Below you will find a set of lines. Repeat them all exactly.

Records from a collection
-- START --

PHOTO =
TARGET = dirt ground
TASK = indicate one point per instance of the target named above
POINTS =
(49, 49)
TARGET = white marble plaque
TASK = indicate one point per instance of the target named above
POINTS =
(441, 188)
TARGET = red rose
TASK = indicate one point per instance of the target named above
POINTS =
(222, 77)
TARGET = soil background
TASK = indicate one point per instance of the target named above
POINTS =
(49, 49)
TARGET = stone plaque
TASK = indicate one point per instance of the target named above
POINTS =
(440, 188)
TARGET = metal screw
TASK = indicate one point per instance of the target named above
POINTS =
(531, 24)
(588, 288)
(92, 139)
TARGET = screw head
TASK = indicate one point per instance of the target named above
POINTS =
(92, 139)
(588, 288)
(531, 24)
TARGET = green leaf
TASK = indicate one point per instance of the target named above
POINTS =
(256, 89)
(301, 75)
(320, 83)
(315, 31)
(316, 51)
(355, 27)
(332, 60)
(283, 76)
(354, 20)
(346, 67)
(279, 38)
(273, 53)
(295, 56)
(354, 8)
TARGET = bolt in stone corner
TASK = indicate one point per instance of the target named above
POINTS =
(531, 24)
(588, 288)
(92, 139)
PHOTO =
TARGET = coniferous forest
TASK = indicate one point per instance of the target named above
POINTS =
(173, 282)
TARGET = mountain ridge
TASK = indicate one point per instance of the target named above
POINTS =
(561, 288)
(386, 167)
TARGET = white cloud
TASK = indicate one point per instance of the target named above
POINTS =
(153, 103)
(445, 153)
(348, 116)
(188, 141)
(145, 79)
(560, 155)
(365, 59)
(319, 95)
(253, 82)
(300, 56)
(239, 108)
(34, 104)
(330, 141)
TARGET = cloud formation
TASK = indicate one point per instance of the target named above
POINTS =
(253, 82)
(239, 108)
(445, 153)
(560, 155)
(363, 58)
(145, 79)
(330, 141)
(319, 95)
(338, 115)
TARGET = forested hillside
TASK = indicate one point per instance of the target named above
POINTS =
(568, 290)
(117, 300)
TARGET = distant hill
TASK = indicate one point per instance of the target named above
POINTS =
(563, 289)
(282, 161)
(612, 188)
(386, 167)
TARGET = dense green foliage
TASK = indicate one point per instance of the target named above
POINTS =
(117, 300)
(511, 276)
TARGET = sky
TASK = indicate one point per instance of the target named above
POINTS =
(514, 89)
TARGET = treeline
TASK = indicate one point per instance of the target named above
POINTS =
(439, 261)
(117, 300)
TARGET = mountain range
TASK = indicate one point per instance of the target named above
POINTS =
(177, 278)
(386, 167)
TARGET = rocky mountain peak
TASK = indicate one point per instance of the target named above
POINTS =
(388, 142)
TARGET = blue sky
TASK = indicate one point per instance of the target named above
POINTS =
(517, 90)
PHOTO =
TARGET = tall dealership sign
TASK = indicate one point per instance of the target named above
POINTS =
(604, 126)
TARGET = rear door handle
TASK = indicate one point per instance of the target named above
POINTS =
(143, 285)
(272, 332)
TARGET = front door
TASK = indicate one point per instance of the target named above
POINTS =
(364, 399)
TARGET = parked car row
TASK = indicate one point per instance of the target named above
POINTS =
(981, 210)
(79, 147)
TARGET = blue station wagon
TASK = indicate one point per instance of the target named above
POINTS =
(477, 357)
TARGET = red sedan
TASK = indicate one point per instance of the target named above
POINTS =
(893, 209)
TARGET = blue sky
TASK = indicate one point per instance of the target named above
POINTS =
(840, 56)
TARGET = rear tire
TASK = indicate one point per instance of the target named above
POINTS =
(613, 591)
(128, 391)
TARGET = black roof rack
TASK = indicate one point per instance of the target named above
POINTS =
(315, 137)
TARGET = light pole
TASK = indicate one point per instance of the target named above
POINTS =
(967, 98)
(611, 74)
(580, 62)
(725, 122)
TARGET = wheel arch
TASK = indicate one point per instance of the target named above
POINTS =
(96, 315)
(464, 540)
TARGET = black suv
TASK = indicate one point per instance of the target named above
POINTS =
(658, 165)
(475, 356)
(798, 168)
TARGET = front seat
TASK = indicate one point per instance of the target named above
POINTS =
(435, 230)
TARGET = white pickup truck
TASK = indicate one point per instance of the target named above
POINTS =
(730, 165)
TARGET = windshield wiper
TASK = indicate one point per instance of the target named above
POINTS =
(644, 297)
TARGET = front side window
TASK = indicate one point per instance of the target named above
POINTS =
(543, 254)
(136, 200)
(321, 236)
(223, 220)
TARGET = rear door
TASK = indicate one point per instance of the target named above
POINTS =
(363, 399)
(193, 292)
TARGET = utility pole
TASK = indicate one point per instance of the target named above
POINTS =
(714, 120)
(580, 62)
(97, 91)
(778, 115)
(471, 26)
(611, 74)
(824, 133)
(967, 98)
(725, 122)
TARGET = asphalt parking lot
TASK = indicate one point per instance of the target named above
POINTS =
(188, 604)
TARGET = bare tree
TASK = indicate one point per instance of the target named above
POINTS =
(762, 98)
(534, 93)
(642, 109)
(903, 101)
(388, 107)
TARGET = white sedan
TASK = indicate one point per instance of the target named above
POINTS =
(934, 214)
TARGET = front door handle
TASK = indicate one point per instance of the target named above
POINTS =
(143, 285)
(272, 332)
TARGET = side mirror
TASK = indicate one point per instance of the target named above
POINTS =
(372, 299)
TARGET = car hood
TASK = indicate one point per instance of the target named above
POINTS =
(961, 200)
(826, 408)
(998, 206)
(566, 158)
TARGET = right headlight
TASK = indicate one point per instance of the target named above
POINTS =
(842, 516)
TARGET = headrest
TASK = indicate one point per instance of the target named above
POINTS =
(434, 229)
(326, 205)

-- END --

**Exercise solution**
PHOTO =
TARGET = dirt ground
TASK = indicate one point per instance of the target named above
POINTS =
(49, 49)
TARGET = white marble plaque
TASK = indicate one point per instance of the target named above
POINTS =
(441, 188)
TARGET = red rose
TASK = indicate one point per instance of the target named above
POINTS =
(222, 77)
TARGET = soil background
TASK = indicate one point per instance of the target named above
POINTS =
(49, 49)
TARGET = stone plaque
TASK = indicate one point per instance of the target named above
POINTS =
(440, 188)
TARGET = metal screw
TASK = indicate one point per instance of the target named above
POINTS =
(531, 24)
(588, 288)
(92, 139)
TARGET = screw head
TASK = indicate one point per instance of the target named above
POINTS =
(92, 139)
(588, 288)
(531, 24)
TARGET = green leaf
TASK = indicate one point per instance of the target named above
POINTS =
(256, 89)
(301, 75)
(320, 83)
(315, 31)
(316, 51)
(355, 27)
(332, 60)
(283, 76)
(354, 20)
(346, 67)
(279, 38)
(273, 53)
(295, 56)
(354, 8)
TARGET = bolt in stone corner
TASK = indicate one point per instance of the target named above
POINTS =
(531, 24)
(588, 288)
(92, 139)
PHOTO =
TARGET = coniferous forest
TASK = indicate one point per instance of the target named above
POINTS =
(173, 282)
TARGET = mountain ridge
TASK = indicate one point per instance of the target named above
POINTS =
(561, 288)
(386, 167)
TARGET = white cloud
TASK = indicate one point per instance of the target named above
POINTS =
(153, 103)
(445, 153)
(348, 116)
(188, 141)
(145, 79)
(560, 155)
(365, 59)
(319, 95)
(253, 82)
(300, 56)
(239, 108)
(34, 104)
(330, 141)
TARGET = cloud formation
TASK = indicate one point per instance of the target named above
POINTS =
(253, 82)
(239, 108)
(445, 153)
(560, 155)
(363, 58)
(145, 79)
(330, 141)
(319, 95)
(338, 115)
TARGET = forested hillside
TASK = indicate one point per instance of the target named above
POINTS =
(568, 290)
(117, 300)
TARGET = distant hill
TASK = indicate one point per instance of the target named above
POINTS =
(563, 289)
(282, 161)
(612, 188)
(386, 167)
TARGET = dense green foliage
TASK = indicate one point per instance of the target named above
POINTS =
(117, 300)
(511, 276)
TARGET = sky
TASK = indicate one point per instance of the target named above
POINTS =
(514, 89)
TARGET = treeline
TASK = indicate one point per instance of the target named above
POINTS =
(439, 261)
(117, 300)
TARGET = mountain range
TASK = indicate one point per instance of the target named above
POINTS =
(177, 278)
(386, 167)
TARGET = rocky mountain peak
TASK = indicate one point per instance of the target named above
POINTS =
(388, 142)
TARGET = blue sky
TASK = indicate one point per instance of the target named above
POINTS =
(517, 90)
PHOTO =
TARGET = tall dealership sign
TASK = indicate one point per instance of the target named above
POINTS =
(604, 126)
TARGET = rear door handle
TASK = indicate one point per instance of the target named above
POINTS =
(143, 285)
(272, 332)
TARGET = front door
TASK = indicate one point per instance of the target named above
POINTS =
(364, 399)
TARGET = parked car row
TASK = indicate one point per instance of the target named above
POINTS =
(981, 210)
(79, 147)
TARGET = blue station wagon
TASK = indicate one point per instance of the target named above
POINTS =
(477, 357)
TARGET = red sedan
TASK = indicate one point per instance of the target named above
POINTS =
(893, 209)
TARGET = blue sky
TASK = indicate one point per instance of the target named above
POINTS =
(840, 56)
TARGET = rear tire
TASK = indicate one point per instance of the target named above
POINTS =
(613, 591)
(128, 391)
TARGET = black roof rack
TASK = indicate one point per instance of the target named above
POINTS =
(315, 137)
TARGET = light pole
TASK = indicate one point per instance of the target named above
POINTS =
(967, 98)
(611, 74)
(580, 62)
(725, 122)
TARGET = wheel arch
TASK = indicate one point per instance of the target named above
POINTS =
(96, 315)
(464, 540)
TARGET = black suv
TASK = indicate one point per instance of the target named above
POINTS =
(658, 165)
(475, 356)
(798, 168)
TARGET = front seat
TASK = indicate one point per instance of the target named above
POINTS =
(435, 230)
TARGET = white pickup truck
TASK = indicate one point per instance of the target named above
POINTS =
(730, 165)
TARGET = windshield wiper
TASK = indicate one point per instance of the target named above
POINTS =
(644, 297)
TARGET = front side window
TASK = indicate one point per instance of the target named above
POINTS =
(543, 254)
(136, 200)
(321, 236)
(223, 220)
TARGET = rear door
TASK = indicate one point per instance of the target named above
POINTS =
(363, 399)
(193, 292)
TARGET = utility pole
TASK = indicate one point per instance of the target named above
POINTS =
(714, 120)
(580, 62)
(97, 91)
(778, 115)
(471, 26)
(611, 74)
(824, 133)
(967, 98)
(725, 122)
TARGET = asphalt parking lot
TASK = indicate one point per instance of the target named above
POINTS =
(188, 604)
TARGET = bare tree
TASK = indicate one point per instance of the target named above
POINTS =
(762, 98)
(534, 93)
(642, 109)
(903, 101)
(388, 107)
TARGET = white sedan
TASK = indicate one point per instance of the target named above
POINTS =
(934, 214)
TARGET = front door handle
TASK = indicate one point per instance of the target named above
POINTS =
(143, 285)
(272, 332)
TARGET = side mirror
TASK = indicate one point per instance of the target named above
POINTS =
(372, 299)
TARGET = car hood
TASK = indicate one point per instance of the target named above
POINTS =
(961, 200)
(826, 408)
(998, 206)
(566, 158)
TARGET = right headlight
TASK = indicate one point per instance of the target named above
POINTS =
(842, 516)
TARGET = headrest
TASK = indicate one point per instance of the target named above
POINTS =
(434, 229)
(326, 205)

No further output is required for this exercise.